> Task
Which lines of the records below contain the string "flowering"? Report each of them.

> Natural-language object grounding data
........
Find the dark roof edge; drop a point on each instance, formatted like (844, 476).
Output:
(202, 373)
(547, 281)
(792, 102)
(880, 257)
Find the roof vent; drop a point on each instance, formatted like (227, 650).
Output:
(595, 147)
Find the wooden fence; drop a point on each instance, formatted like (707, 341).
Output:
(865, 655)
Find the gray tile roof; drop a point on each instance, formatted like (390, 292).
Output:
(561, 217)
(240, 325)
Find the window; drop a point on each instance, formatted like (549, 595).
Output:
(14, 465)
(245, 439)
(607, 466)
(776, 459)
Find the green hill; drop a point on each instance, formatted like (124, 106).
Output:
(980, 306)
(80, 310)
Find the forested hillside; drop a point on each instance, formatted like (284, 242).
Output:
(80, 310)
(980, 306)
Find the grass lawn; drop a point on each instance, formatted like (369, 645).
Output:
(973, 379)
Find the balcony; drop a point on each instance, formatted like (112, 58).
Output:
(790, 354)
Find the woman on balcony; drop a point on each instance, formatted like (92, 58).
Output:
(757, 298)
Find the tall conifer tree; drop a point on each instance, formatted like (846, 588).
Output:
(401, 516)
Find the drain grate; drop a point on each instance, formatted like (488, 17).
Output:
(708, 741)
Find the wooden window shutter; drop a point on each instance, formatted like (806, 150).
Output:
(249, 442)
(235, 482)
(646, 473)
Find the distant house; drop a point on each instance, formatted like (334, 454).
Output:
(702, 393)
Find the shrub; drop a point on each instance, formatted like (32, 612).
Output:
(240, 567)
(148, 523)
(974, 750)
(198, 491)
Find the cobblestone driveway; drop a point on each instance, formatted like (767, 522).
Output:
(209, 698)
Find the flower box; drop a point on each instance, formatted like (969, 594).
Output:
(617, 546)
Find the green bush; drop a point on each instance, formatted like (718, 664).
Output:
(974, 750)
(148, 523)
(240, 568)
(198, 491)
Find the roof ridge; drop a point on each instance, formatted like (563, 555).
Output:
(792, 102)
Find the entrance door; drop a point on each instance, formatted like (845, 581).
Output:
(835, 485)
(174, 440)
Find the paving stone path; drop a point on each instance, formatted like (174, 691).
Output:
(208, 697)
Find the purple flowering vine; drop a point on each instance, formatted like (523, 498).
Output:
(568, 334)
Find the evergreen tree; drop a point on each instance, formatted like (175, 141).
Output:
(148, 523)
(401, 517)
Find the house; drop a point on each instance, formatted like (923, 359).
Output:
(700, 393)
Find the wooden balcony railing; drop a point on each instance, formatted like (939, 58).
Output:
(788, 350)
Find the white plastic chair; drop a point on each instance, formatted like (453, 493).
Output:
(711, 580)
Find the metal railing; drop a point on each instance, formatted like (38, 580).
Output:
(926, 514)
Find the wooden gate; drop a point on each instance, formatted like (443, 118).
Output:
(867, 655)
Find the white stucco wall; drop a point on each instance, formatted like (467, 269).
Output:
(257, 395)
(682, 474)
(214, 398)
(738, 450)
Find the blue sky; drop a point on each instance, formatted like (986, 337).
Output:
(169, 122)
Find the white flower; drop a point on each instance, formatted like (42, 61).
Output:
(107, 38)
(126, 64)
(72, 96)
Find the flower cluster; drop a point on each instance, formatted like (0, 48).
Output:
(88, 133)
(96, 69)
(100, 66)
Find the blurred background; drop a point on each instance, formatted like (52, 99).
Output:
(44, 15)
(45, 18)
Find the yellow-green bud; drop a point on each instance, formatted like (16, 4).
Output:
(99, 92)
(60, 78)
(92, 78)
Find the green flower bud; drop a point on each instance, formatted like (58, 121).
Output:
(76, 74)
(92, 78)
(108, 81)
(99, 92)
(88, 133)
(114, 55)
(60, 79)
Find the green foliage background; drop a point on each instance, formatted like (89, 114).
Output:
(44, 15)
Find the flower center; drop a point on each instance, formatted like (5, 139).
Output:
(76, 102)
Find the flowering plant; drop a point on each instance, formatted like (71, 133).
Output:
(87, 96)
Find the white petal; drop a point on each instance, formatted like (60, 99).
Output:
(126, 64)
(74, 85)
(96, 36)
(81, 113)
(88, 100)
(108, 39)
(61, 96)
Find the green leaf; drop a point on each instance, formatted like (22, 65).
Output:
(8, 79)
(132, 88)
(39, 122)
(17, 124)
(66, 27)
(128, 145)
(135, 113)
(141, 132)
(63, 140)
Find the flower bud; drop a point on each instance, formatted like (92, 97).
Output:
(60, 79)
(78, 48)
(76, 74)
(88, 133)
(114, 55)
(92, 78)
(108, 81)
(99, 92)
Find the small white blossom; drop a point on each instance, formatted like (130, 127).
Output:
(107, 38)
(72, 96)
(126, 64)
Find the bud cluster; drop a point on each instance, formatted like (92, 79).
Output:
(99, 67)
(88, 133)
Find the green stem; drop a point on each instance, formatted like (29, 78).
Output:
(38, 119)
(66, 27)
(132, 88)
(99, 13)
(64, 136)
........
> Answer to the exercise
Find the purple flowering vine; drop a point on each instance, formatted like (523, 498).
Find the flowering plant; drop a point on each instance, formatted like (71, 133).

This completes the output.